▶ [PAGE EXTRACT]
· · · · ·
Plant upgrade objectives

The DEDISA upgrade project identified two primary objectives to deliver:

  • A 30% increase in the production of recyclable materials;
  • The targeted achievement of high-efficiency processing and high-purity yields for each material.


The solution

To effect an immediate increase in efficiency, new bag openers were installed between the primary and secondary trommel screens. With this updated equipment it was then possible to achieve the opening of smaller waste bags, a task which had proved unfeasible under the previous system. However, the most significant change was the introduction of TOMRA’s optical sorting technology. This innovative processing method enabled the separation of different materials via the deployment of a scanner and specially developed software.

In the DEDISA design template, waste emerging from the second trommel screen is routed to the first of two optical sorters. This is where the majority of plastics are separated and recovered before the mixed plastic stream is then forwarded to the ballistic separators. Following this, the remaining waste material flows on to the next optical sorter where paper and board material is then sorted and removed.

MSW sorting in Chania, Greece
Ancillary processing of the stream of mixed plastics extracted during the earlier cycle of optical sorting is accomplished by routing this output flow through ballistic separators to achieve further separation according to the profile of the plastic material. In this gravimetric filtering process, hard and rolling 3D fractions – for instance, plastic boxes and bottles of various shapes and sizes – fall backwards to exit from the rear of the hopper, whilst flat and flexible 2D fractions – such as plastic film – emerge from the front.

During subsequent processing phases, 3D materials travel on to undergo three further separator cycles in order to extract HDPE, Polypropylene and PET bottles fractions respectively. Meanwhile, two conveyor belts carry the 2D materials on to a film optical sorter for further plastic film separation, which primarily involves plastic bags. Both optical sorters are equipped with sensors, able to sort different film materials, such as PE mixed colour film, or transparent PE film or if needed do a separation between HDPE and LDPE film.

Benefits in a nutshell

This plant now achieves the efficient separation of solid mixed waste and can recover paper, film PE, HDPE, PP, and PET fractions in the following quantities:

  • Paper @ 6.2 tons per hour (t/h)
· · · · ·
▶ [RECORDS SUPPLIED]
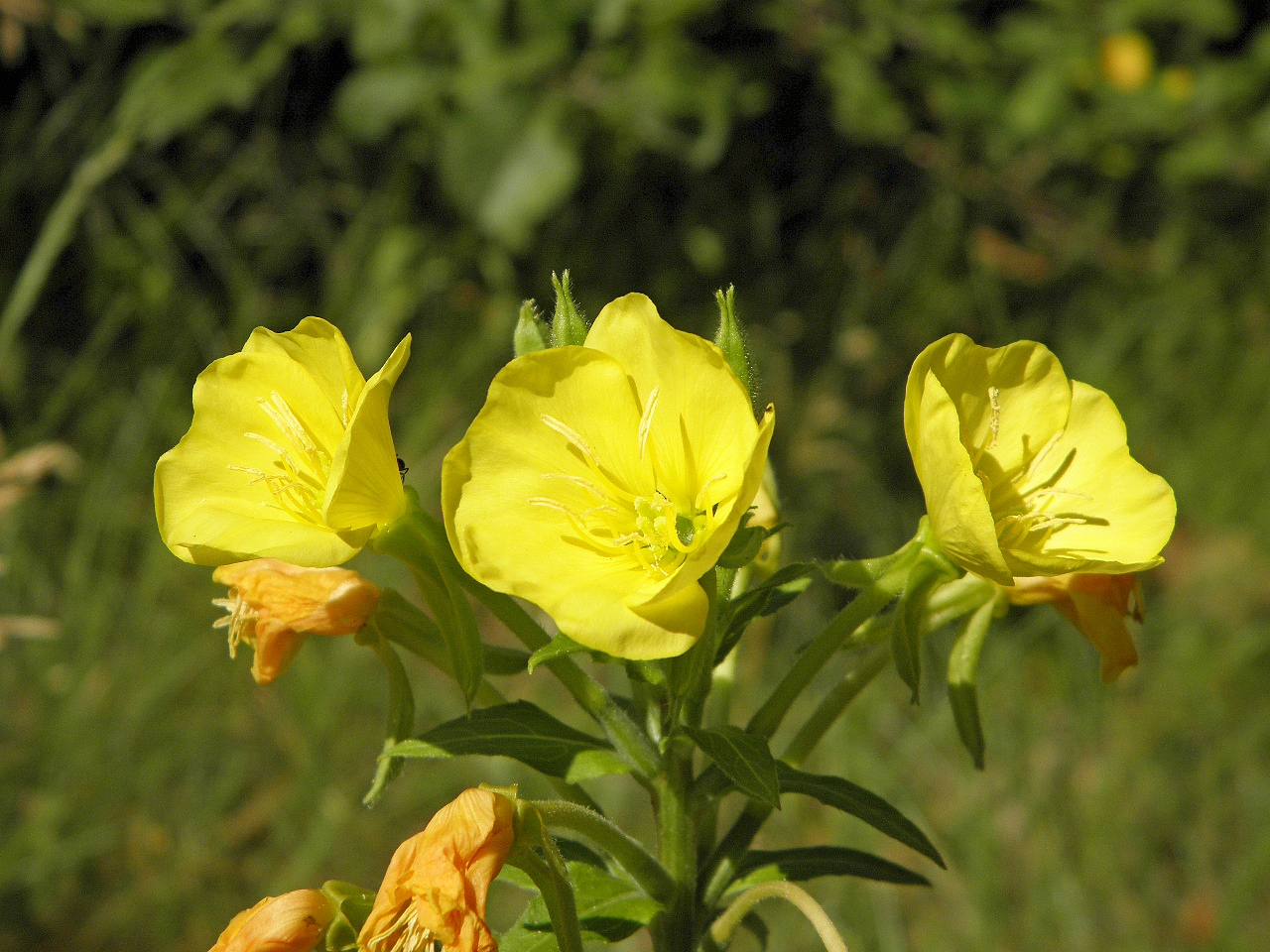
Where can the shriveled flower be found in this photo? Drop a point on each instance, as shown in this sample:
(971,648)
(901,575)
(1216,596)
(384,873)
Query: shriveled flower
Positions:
· · · · ·
▶ [WHAT TO PRODUCE] Continue the article above about the upgraded waste-sorting plant from its last line.

▶ [ANSWER FOR THE TASK]
  • PE film @ 1.19 t/h
  • HDPE @ 1.06 t/h
  • PP @ 0.69 t/h
  • PET bottles @ 0.91 t/h

  • The nominal capacity of the DEDISA plant has now been increased by 30 per cent, and the new optical separation processes introduced in 2015 have secured the dual goals of high-efficiency processing and an outstanding output purity. Moreover, these significant operational advantages have been gained without placing any further complex demands on the existing Chania waste collection system – green bins for MSW, and blue bins for packaging waste.


    New economic opportunities and less to be landiflled

    “Within the DEDISA project we have developed the new plant design from the very beginning together with TOMRA engineers. We have been already working on a number of projects in the past nine years together and the collaboration has proven again to be fruitful and successful, benefiting from both sides knowledge and expertise in the planning, construction and implementation of modern waste management plants.” said Costas Triantafyllou at Helector S.A.

    Konstantinos Paterakis, the Director of MBT DEDISA said: “Thanks to our own newly upgraded sorting process, we now have a much more flexible system which enables us to process and recover a more diverse range of marketable products than before. Our modified installation has brought us new economic opportunities, and in addition, we now have much less waste which then needs to be diverted to landfill. For us, this has been an important step towards a more effective and sustainable waste management system.”